- _WHAT IS BEING ASKED_:
If a line includes the word "dense", it belongs in the count; state the total for the data below and add nothing.

- _WORKING DATA_:

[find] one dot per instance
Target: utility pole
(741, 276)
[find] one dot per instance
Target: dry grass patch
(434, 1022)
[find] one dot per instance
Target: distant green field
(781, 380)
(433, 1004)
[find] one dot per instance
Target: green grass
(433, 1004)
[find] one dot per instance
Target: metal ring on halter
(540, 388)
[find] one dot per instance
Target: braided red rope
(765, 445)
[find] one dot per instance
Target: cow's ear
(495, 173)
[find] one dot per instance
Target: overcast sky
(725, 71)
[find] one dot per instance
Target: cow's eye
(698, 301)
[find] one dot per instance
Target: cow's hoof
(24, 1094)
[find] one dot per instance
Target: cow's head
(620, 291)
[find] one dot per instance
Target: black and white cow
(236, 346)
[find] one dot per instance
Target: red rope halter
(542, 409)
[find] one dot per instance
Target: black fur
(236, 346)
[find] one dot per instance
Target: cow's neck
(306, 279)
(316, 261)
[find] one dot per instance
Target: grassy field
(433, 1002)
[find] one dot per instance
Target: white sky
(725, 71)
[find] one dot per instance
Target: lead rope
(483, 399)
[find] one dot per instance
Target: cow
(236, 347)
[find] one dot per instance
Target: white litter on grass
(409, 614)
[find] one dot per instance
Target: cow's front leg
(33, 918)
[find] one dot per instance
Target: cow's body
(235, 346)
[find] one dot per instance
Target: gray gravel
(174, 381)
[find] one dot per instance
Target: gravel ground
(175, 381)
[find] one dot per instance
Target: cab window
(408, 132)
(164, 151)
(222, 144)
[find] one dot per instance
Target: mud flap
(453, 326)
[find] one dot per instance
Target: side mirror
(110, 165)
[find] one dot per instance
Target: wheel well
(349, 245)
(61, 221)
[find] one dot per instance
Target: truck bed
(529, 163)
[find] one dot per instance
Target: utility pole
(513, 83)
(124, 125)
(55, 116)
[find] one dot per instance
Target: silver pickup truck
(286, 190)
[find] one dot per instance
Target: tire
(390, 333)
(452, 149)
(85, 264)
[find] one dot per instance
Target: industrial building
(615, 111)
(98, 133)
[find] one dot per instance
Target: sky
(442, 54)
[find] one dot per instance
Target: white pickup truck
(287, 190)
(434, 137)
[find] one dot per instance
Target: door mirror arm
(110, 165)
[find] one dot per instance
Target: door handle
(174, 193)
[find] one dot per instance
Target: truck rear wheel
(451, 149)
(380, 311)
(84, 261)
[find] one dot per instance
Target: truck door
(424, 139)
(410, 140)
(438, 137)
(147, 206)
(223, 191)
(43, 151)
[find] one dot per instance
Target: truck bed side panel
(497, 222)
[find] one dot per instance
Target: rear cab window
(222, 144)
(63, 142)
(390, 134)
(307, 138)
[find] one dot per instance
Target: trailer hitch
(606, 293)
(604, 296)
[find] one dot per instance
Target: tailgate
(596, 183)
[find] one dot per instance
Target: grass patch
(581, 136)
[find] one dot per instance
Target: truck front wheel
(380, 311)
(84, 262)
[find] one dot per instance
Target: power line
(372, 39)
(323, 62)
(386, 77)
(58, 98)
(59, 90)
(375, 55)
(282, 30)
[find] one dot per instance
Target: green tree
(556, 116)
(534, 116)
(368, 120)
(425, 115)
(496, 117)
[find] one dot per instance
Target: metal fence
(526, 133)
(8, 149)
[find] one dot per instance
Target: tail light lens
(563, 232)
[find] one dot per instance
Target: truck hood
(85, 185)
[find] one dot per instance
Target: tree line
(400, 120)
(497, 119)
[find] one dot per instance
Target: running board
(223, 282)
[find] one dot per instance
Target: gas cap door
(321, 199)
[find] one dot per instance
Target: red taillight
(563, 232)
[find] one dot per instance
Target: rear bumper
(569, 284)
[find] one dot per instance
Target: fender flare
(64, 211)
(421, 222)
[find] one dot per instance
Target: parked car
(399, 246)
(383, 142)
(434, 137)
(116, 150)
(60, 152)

--

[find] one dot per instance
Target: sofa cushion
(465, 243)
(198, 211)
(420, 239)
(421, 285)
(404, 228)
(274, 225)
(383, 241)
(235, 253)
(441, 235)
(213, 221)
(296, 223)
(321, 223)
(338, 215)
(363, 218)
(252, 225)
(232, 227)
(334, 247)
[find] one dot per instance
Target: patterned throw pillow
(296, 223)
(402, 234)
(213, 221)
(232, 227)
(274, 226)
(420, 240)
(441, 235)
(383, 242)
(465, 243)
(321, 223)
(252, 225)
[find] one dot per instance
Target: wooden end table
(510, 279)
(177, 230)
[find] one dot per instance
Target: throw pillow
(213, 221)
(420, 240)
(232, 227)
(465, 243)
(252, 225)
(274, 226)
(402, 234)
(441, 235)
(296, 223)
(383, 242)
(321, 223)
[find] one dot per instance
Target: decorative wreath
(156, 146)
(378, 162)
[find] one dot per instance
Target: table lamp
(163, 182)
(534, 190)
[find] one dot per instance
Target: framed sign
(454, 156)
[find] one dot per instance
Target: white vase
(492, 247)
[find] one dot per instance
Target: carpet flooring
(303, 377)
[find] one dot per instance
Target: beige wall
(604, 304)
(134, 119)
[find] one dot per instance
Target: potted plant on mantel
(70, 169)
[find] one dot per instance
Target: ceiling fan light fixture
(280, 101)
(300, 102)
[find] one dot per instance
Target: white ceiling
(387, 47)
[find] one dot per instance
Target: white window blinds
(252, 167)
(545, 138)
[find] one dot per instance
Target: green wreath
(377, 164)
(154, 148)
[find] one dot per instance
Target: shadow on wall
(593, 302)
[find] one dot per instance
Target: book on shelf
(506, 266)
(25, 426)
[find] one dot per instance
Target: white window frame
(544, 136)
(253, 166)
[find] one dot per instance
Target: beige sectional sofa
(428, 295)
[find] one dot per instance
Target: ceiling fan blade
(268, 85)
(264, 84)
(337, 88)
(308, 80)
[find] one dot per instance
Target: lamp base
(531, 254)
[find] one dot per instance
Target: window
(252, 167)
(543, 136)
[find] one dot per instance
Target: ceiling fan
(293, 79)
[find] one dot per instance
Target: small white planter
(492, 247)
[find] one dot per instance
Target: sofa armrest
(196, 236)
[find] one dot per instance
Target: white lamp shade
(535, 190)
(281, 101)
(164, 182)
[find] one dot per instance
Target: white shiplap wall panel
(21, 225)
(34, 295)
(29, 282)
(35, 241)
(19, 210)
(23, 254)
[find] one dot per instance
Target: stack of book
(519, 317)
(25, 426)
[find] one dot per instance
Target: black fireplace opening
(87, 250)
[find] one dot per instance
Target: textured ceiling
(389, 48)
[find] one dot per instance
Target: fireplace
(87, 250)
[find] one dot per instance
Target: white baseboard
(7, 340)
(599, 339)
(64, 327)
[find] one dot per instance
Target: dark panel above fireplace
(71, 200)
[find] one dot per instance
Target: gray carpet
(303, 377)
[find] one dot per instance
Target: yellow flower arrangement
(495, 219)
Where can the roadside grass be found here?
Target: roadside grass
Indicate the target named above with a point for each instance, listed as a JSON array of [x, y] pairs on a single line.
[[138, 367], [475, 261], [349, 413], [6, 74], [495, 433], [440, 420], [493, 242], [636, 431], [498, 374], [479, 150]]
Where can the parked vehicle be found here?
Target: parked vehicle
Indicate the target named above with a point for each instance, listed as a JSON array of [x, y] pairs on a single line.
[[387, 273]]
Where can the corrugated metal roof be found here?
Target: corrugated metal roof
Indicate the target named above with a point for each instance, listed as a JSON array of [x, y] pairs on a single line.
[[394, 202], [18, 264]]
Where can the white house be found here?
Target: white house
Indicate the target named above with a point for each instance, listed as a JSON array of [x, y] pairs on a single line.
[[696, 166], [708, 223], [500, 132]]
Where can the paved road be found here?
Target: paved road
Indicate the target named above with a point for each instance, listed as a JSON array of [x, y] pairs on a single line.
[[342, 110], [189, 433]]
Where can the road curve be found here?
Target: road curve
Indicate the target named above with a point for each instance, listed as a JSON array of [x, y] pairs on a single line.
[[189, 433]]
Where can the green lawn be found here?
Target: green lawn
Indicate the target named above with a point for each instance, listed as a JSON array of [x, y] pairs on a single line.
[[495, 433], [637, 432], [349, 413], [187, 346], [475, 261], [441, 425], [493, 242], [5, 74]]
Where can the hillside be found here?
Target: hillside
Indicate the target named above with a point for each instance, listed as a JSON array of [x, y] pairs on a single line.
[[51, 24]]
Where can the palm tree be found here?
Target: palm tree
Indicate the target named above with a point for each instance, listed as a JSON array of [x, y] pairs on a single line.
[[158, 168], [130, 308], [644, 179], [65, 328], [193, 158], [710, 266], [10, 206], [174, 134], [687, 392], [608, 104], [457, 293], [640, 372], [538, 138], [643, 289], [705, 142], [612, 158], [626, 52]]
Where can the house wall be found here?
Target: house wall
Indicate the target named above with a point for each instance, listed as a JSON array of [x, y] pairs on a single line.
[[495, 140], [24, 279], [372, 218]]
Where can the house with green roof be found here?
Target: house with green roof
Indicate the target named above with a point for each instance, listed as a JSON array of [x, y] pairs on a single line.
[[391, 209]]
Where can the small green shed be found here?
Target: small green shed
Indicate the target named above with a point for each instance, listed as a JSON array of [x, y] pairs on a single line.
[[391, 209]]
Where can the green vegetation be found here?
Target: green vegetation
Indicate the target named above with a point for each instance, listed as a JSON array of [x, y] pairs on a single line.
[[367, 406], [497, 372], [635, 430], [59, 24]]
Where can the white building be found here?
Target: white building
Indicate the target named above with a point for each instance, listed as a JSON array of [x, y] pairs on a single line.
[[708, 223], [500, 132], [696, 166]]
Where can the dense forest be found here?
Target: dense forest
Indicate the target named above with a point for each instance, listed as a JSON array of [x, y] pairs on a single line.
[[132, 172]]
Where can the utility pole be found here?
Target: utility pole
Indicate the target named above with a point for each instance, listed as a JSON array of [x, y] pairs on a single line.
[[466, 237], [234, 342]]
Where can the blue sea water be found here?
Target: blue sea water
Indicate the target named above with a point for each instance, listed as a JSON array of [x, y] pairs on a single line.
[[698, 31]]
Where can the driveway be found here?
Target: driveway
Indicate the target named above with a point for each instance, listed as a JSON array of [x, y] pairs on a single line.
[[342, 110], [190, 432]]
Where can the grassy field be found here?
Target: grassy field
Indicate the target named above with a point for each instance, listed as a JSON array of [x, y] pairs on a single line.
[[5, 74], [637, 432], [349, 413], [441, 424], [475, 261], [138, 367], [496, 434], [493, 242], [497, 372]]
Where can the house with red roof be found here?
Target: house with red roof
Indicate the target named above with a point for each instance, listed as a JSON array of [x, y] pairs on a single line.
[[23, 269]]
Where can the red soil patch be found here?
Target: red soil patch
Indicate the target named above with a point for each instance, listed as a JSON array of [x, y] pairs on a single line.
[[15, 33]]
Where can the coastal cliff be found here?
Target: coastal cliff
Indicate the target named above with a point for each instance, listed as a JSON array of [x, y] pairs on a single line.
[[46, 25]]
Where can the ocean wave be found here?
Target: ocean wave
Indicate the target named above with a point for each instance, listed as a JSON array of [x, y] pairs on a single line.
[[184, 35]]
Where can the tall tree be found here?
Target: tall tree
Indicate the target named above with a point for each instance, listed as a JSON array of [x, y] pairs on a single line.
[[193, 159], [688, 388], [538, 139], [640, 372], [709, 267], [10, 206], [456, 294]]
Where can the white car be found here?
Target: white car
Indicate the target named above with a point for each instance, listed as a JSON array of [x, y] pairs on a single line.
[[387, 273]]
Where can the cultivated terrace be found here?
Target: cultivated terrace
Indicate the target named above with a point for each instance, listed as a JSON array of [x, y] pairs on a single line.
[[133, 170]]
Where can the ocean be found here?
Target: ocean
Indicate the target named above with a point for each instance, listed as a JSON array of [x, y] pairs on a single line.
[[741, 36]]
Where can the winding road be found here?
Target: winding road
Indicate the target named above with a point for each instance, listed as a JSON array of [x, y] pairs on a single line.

- _SOLUTION BELOW_:
2